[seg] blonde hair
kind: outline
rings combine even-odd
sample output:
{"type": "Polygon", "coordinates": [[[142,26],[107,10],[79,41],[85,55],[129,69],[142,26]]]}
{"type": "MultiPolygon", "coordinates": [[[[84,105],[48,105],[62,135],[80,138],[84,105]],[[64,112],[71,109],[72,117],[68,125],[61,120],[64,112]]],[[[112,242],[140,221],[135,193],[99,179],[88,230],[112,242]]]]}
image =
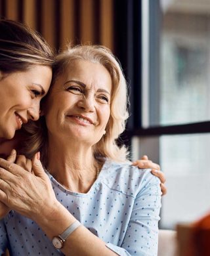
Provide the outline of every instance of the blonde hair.
{"type": "MultiPolygon", "coordinates": [[[[112,81],[110,117],[106,128],[106,135],[94,146],[94,153],[96,158],[102,156],[117,161],[125,161],[127,160],[127,150],[124,145],[119,146],[117,142],[119,135],[125,130],[126,120],[129,117],[127,83],[121,66],[111,51],[104,46],[69,47],[66,51],[58,54],[56,58],[51,87],[53,87],[57,78],[62,75],[66,67],[75,60],[98,63],[104,66],[110,74],[112,81]]],[[[32,126],[30,129],[32,130],[32,126]]],[[[36,151],[41,149],[43,160],[46,163],[45,158],[47,158],[46,156],[47,154],[46,149],[47,127],[43,119],[41,119],[36,129],[37,132],[34,137],[33,142],[36,142],[36,148],[37,145],[39,147],[36,149],[36,151]],[[45,135],[41,132],[41,127],[43,127],[43,130],[45,130],[45,135]]],[[[31,150],[31,153],[34,152],[33,149],[32,151],[31,150]]]]}
{"type": "Polygon", "coordinates": [[[52,67],[54,55],[45,39],[26,25],[0,19],[0,71],[9,74],[32,65],[52,67]]]}

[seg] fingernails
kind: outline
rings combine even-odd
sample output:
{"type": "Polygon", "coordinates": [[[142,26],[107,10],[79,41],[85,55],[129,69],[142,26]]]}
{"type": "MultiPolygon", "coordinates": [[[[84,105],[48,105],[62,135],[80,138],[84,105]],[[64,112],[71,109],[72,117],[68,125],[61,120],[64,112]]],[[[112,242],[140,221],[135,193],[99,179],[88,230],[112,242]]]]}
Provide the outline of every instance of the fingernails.
{"type": "Polygon", "coordinates": [[[14,155],[15,154],[16,154],[16,150],[13,148],[11,151],[11,155],[14,155]]]}
{"type": "Polygon", "coordinates": [[[37,160],[40,160],[40,152],[39,151],[36,154],[36,158],[37,160]]]}

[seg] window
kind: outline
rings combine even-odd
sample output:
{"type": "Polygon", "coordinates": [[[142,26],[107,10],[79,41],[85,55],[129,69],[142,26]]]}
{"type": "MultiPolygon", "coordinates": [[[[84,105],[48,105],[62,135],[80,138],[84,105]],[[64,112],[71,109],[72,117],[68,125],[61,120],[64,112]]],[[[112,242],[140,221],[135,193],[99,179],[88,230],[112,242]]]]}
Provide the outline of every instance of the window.
{"type": "Polygon", "coordinates": [[[161,228],[210,209],[210,1],[142,1],[142,123],[133,157],[167,177],[161,228]]]}

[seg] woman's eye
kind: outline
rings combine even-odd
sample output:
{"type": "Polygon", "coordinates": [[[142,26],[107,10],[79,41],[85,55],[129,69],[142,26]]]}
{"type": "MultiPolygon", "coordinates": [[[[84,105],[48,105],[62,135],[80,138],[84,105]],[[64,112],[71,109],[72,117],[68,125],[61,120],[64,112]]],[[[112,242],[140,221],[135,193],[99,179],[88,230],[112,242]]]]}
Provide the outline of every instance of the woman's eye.
{"type": "Polygon", "coordinates": [[[41,93],[39,91],[37,90],[32,90],[33,96],[35,96],[35,98],[37,97],[38,96],[41,95],[41,93]]]}
{"type": "Polygon", "coordinates": [[[67,89],[68,89],[68,91],[71,91],[74,92],[74,93],[83,93],[83,90],[80,87],[78,87],[77,86],[70,86],[67,89]]]}
{"type": "Polygon", "coordinates": [[[98,98],[100,98],[103,102],[106,102],[107,103],[109,102],[109,99],[108,98],[108,97],[106,96],[100,95],[100,96],[98,96],[98,98]]]}

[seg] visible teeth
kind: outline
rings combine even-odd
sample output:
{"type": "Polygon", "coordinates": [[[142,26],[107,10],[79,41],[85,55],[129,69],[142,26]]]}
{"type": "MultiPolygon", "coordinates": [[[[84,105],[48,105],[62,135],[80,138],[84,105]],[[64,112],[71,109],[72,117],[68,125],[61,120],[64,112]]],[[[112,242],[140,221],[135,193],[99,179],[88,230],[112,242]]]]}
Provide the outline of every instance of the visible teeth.
{"type": "Polygon", "coordinates": [[[22,121],[21,118],[20,118],[18,116],[16,116],[18,117],[18,119],[20,120],[20,124],[22,125],[22,121]]]}
{"type": "Polygon", "coordinates": [[[77,116],[76,117],[78,118],[80,121],[81,121],[83,123],[91,123],[91,122],[87,120],[87,119],[83,118],[81,116],[77,116]]]}

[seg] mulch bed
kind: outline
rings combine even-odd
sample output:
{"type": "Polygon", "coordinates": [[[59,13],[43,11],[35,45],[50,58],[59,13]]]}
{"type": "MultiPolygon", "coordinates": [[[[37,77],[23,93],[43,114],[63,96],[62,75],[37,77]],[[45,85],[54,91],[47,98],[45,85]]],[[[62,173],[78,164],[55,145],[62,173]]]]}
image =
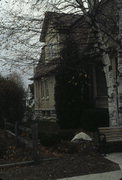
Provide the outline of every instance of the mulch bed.
{"type": "MultiPolygon", "coordinates": [[[[3,140],[5,140],[4,138],[3,140]]],[[[25,147],[16,148],[15,142],[11,138],[7,140],[9,143],[6,148],[10,148],[10,141],[10,153],[1,155],[1,164],[32,160],[31,150],[25,147]]],[[[57,152],[54,149],[52,151],[50,148],[41,146],[39,158],[38,164],[1,168],[0,178],[3,180],[56,180],[64,177],[119,170],[117,164],[105,159],[94,150],[69,154],[57,152]]]]}

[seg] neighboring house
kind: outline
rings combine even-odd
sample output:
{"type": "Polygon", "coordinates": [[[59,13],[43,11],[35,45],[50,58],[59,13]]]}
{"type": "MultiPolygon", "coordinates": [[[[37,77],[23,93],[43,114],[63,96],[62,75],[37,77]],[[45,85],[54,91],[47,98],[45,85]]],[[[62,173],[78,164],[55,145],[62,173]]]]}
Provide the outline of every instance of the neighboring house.
{"type": "MultiPolygon", "coordinates": [[[[106,0],[101,11],[108,17],[113,16],[117,19],[119,33],[117,29],[114,30],[115,25],[111,22],[108,31],[111,36],[120,37],[122,2],[106,0]]],[[[100,12],[98,20],[102,18],[100,12]]],[[[104,21],[106,23],[106,19],[104,21]]],[[[103,30],[104,26],[105,24],[100,24],[103,30]]],[[[84,16],[54,12],[45,14],[40,38],[45,45],[34,75],[35,113],[39,119],[56,120],[55,77],[62,58],[61,51],[65,47],[66,40],[70,38],[79,47],[78,54],[81,59],[85,51],[89,57],[92,56],[92,61],[88,59],[84,62],[89,84],[87,101],[92,103],[97,110],[108,110],[110,126],[122,124],[122,52],[111,37],[106,37],[104,33],[99,32],[95,36],[93,34],[95,33],[85,22],[84,16]],[[102,44],[105,40],[106,44],[102,44]],[[106,52],[101,52],[101,54],[100,51],[97,54],[96,50],[88,52],[88,44],[96,49],[99,44],[101,49],[105,46],[103,49],[106,49],[106,52]]]]}

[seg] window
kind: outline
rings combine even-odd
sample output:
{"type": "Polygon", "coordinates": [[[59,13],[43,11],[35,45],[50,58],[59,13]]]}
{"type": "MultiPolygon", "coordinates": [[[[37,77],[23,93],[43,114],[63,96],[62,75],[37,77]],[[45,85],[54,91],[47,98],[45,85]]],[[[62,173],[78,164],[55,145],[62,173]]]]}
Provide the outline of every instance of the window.
{"type": "Polygon", "coordinates": [[[49,98],[49,88],[48,88],[48,80],[42,79],[41,80],[41,98],[49,98]]]}

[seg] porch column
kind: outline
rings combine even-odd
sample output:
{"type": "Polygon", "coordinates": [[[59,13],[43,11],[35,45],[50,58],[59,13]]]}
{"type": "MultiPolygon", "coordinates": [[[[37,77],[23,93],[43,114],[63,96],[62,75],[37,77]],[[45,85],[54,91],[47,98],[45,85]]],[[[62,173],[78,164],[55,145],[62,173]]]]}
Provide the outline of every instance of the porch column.
{"type": "Polygon", "coordinates": [[[112,70],[110,57],[108,54],[103,55],[103,63],[105,64],[104,72],[106,77],[107,91],[108,91],[108,112],[109,112],[109,126],[118,125],[118,103],[117,103],[117,88],[116,79],[112,70]]]}
{"type": "Polygon", "coordinates": [[[122,125],[122,0],[120,0],[119,5],[119,39],[121,46],[118,50],[118,125],[122,125]]]}

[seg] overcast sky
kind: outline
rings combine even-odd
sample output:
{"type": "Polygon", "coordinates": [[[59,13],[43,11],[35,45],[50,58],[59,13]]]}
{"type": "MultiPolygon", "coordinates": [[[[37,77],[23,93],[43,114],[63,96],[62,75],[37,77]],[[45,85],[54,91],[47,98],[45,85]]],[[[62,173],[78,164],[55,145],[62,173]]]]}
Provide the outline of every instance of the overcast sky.
{"type": "MultiPolygon", "coordinates": [[[[34,0],[32,1],[34,2],[34,0]]],[[[14,35],[10,30],[3,30],[0,33],[0,72],[2,75],[10,74],[11,72],[18,72],[21,74],[24,82],[30,83],[28,78],[33,76],[33,64],[29,64],[30,62],[36,62],[39,59],[40,55],[40,43],[39,36],[40,33],[26,32],[27,26],[30,27],[30,21],[22,21],[14,19],[14,16],[24,16],[28,18],[40,18],[42,19],[43,7],[39,10],[39,8],[32,7],[31,0],[1,0],[0,1],[0,22],[1,25],[6,27],[11,27],[13,25],[23,26],[27,23],[25,27],[25,33],[22,35],[21,30],[15,33],[14,35]],[[31,36],[32,33],[32,36],[31,36]],[[27,39],[27,43],[33,45],[35,42],[38,42],[38,47],[36,49],[29,49],[27,44],[20,44],[19,41],[23,41],[23,39],[27,39]],[[19,39],[19,40],[18,40],[19,39]],[[20,57],[21,55],[21,57],[20,57]],[[32,57],[31,57],[32,55],[32,57]],[[21,59],[18,62],[18,59],[21,59]],[[22,60],[23,59],[23,60],[22,60]],[[25,59],[25,60],[24,60],[25,59]]],[[[0,26],[1,26],[0,25],[0,26]]],[[[34,25],[34,24],[32,24],[34,25]]],[[[38,30],[41,28],[41,21],[36,22],[35,25],[38,30]]],[[[23,28],[24,29],[24,28],[23,28]]],[[[35,47],[35,46],[34,46],[35,47]]],[[[36,63],[35,62],[35,63],[36,63]]],[[[35,64],[34,63],[34,64],[35,64]]]]}

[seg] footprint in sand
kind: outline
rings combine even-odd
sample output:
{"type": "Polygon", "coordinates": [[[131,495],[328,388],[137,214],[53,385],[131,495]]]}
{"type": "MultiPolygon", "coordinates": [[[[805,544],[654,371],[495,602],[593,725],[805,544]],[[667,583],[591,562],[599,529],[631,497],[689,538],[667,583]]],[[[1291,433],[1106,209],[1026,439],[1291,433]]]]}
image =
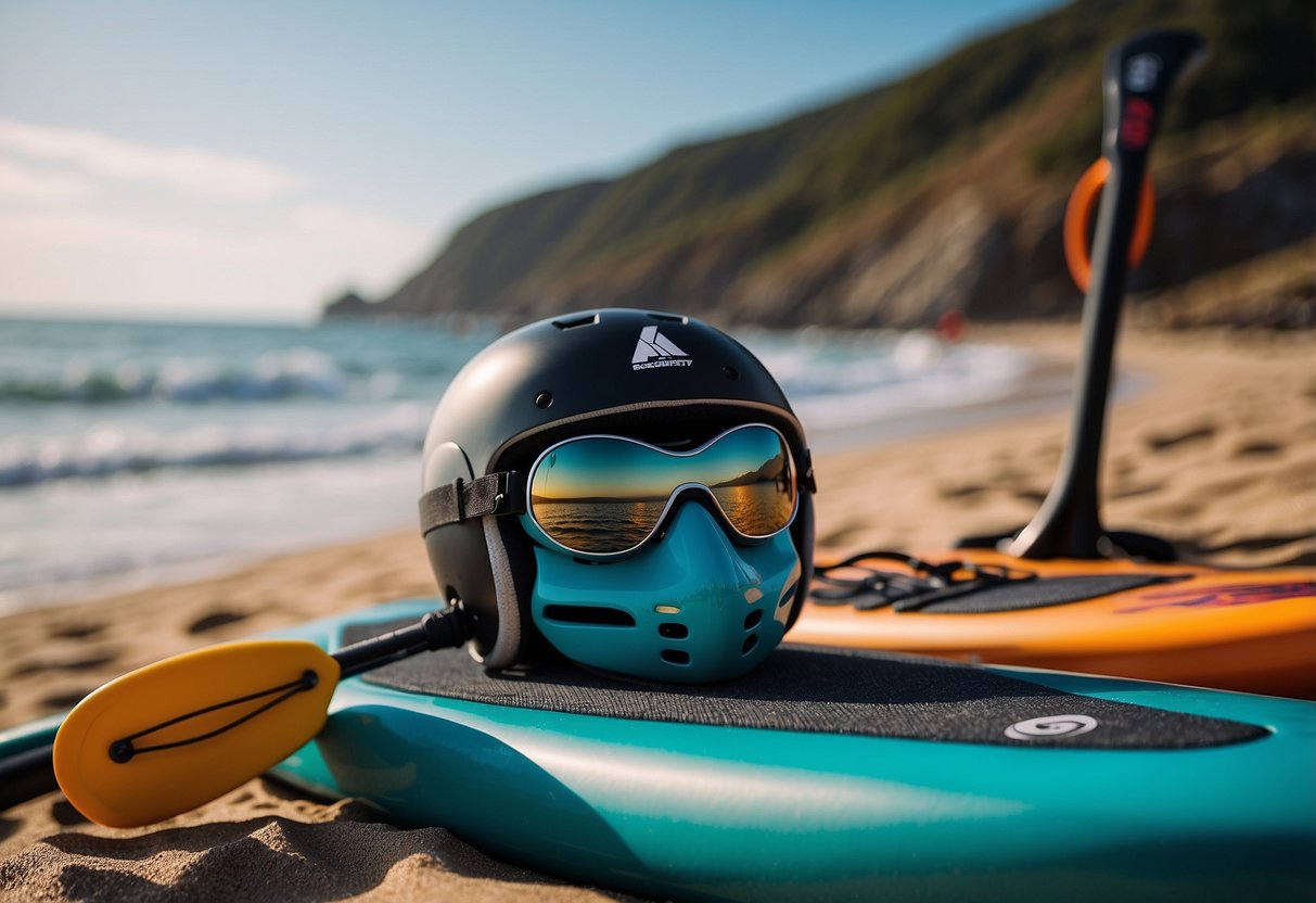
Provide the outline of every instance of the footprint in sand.
{"type": "Polygon", "coordinates": [[[72,627],[62,627],[58,631],[51,631],[50,637],[53,640],[86,640],[104,629],[104,624],[74,624],[72,627]]]}
{"type": "Polygon", "coordinates": [[[241,612],[220,609],[188,624],[187,632],[192,634],[205,633],[207,631],[213,631],[216,628],[225,627],[226,624],[237,624],[238,621],[245,621],[246,619],[247,616],[241,612]]]}
{"type": "Polygon", "coordinates": [[[59,799],[50,804],[50,817],[66,828],[75,824],[89,824],[87,817],[66,799],[59,799]]]}
{"type": "Polygon", "coordinates": [[[1153,452],[1165,452],[1188,442],[1205,442],[1216,436],[1216,428],[1211,424],[1192,426],[1177,433],[1148,433],[1144,442],[1153,452]]]}
{"type": "Polygon", "coordinates": [[[937,490],[946,502],[955,502],[963,499],[966,502],[973,502],[976,496],[987,491],[986,486],[942,486],[937,490]]]}
{"type": "Polygon", "coordinates": [[[1284,446],[1279,442],[1271,442],[1269,440],[1255,440],[1252,442],[1245,442],[1240,445],[1234,452],[1236,458],[1253,458],[1253,457],[1273,457],[1284,450],[1284,446]]]}
{"type": "Polygon", "coordinates": [[[9,677],[28,677],[29,674],[39,674],[41,671],[89,671],[92,669],[100,667],[101,665],[109,665],[118,658],[118,654],[109,656],[92,656],[91,658],[78,658],[70,662],[53,662],[37,659],[28,662],[26,665],[20,665],[9,677]]]}

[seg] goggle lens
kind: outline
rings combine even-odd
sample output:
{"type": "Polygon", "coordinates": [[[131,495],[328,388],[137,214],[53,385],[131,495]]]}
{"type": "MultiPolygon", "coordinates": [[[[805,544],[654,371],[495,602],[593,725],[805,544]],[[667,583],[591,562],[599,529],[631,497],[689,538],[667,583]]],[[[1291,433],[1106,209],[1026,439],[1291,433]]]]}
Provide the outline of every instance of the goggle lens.
{"type": "Polygon", "coordinates": [[[619,436],[583,436],[545,452],[530,471],[529,513],[569,552],[620,554],[658,529],[680,490],[700,487],[747,540],[795,516],[795,469],[786,440],[750,424],[694,452],[619,436]]]}

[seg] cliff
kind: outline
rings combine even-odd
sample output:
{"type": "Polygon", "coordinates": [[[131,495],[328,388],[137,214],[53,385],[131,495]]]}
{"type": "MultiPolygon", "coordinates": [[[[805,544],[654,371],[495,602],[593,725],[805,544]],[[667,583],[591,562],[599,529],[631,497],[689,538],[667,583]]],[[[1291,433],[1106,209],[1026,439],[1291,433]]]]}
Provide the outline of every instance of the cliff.
{"type": "MultiPolygon", "coordinates": [[[[1155,299],[1302,246],[1316,234],[1309,9],[1079,0],[898,83],[488,211],[366,311],[624,304],[783,326],[1071,315],[1061,220],[1099,153],[1101,59],[1163,25],[1198,29],[1211,57],[1153,157],[1155,232],[1130,290],[1155,299]]],[[[1316,275],[1295,279],[1280,319],[1309,321],[1316,275]]]]}

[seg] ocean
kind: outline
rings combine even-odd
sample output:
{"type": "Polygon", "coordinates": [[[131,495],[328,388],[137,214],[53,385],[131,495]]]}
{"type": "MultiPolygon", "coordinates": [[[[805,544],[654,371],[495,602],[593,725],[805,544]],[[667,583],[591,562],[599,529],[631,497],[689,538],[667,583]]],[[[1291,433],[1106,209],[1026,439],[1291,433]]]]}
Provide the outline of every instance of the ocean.
{"type": "MultiPolygon", "coordinates": [[[[420,446],[488,322],[0,320],[0,613],[416,524],[420,446]]],[[[1055,407],[1019,349],[738,330],[826,453],[1055,407]]]]}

■ TO DO ■
Please give the listing above as a JSON list of strings, one string per line, starting at the line that contains "[seg] ocean" and ending at the last line of the listing. Leave out any blank lines.

■ TASK RESPONSE ■
[
  "[seg] ocean",
  "kind: outline",
  "rings combine even-odd",
  "sample output:",
  "{\"type\": \"Polygon\", \"coordinates\": [[[131,495],[328,388],[137,214],[53,385],[131,495]]]}",
  "{\"type\": \"MultiPolygon\", \"coordinates\": [[[[805,544],[654,371],[495,602],[593,725],[805,544]],[[667,583],[591,562],[599,529],[631,497],[689,538],[667,583]]],[[[1291,433],[1106,209],[1026,439],[1291,433]]]]}",
  "Provide the outline of every instance of the ocean.",
  "{\"type\": \"MultiPolygon\", \"coordinates\": [[[[420,446],[488,322],[0,320],[0,613],[416,524],[420,446]]],[[[1055,407],[1019,349],[738,330],[826,453],[1055,407]]]]}"
]